Stated exercise >> Reproduce every line of the material below, requests included, but multiply each x and y coordinate in the answers by 1.7 and round to the nearest whole number, with halves rounded up. Leave the requests and any numbers in them unchanged.

─── Materials provided ───

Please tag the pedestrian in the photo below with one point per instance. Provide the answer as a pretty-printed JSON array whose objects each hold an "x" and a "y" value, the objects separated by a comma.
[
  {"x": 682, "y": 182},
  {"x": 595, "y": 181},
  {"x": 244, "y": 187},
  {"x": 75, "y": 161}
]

───

Exercise response >>
Please tag the pedestrian in the photo below with one point per instance. Provide the answer as a pretty-printed JSON array whose objects each hold an "x" and a "y" value, the objects separated by a comma.
[
  {"x": 1159, "y": 309},
  {"x": 1012, "y": 308},
  {"x": 415, "y": 318},
  {"x": 128, "y": 274}
]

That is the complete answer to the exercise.